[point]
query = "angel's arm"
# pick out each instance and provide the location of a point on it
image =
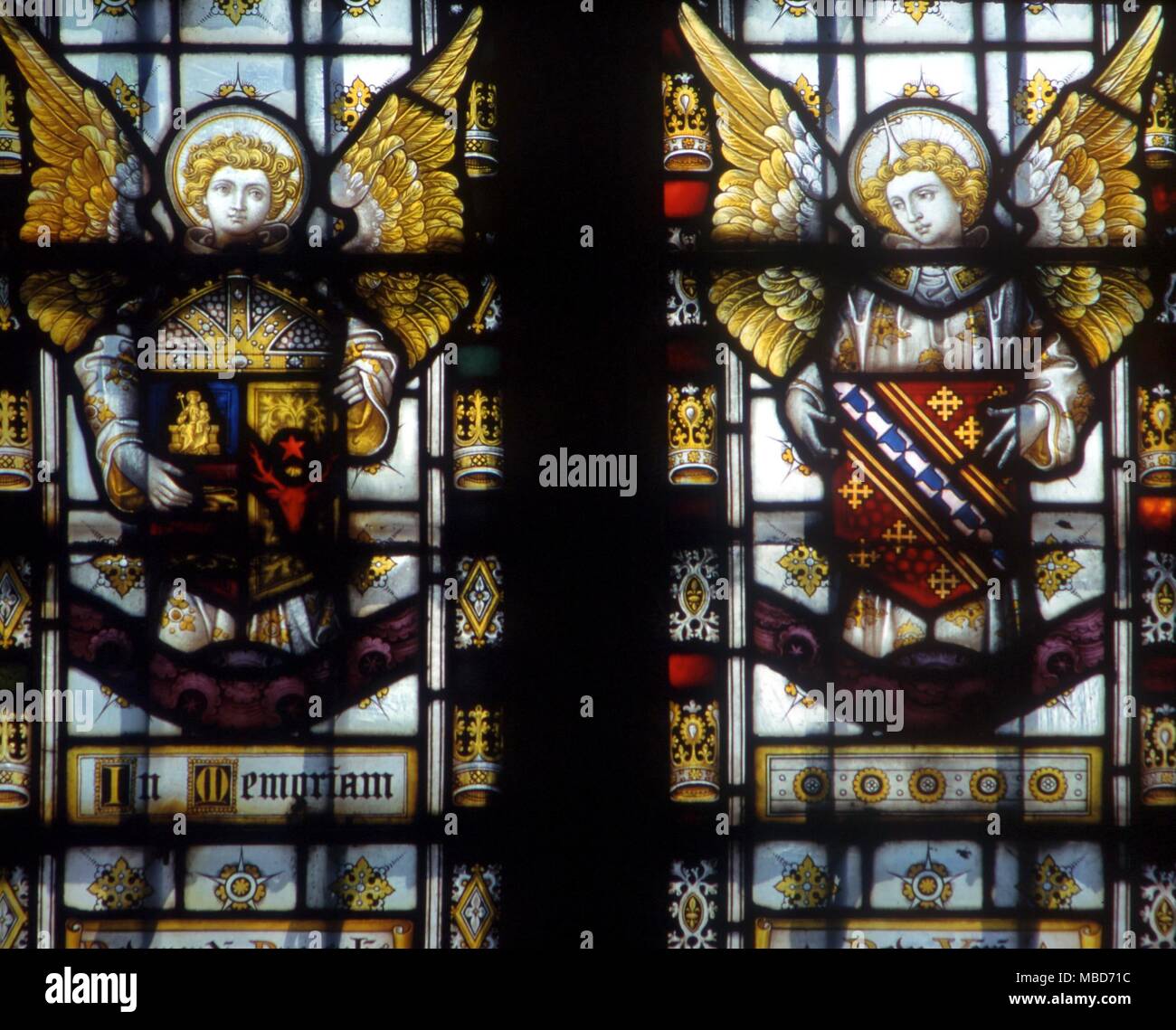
(1051, 418)
(130, 477)
(365, 387)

### TO DO
Pictures aside, print every line of the material exactly.

### COMPLETED TASK
[point]
query = "angel's arm"
# pick out each instance and provide the location of a point on it
image =
(1051, 418)
(130, 477)
(365, 387)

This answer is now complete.